[Saved entries]
------------------------------------------------------------

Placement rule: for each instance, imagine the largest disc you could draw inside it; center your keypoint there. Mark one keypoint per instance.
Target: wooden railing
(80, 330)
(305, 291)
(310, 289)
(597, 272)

------------------------------------------------------------

TASK INSTRUCTIONS: Can you recast the material above as a JSON list of strings, with one string for each line and any blank lines left out?

TASK RESULT:
[
  "Placement rule: for each instance, imagine the largest disc you could draw inside it; center your keypoint there. Mark one keypoint per instance.",
  "Target: wooden railing",
  "(80, 330)",
  "(305, 291)",
  "(310, 289)",
  "(597, 272)"
]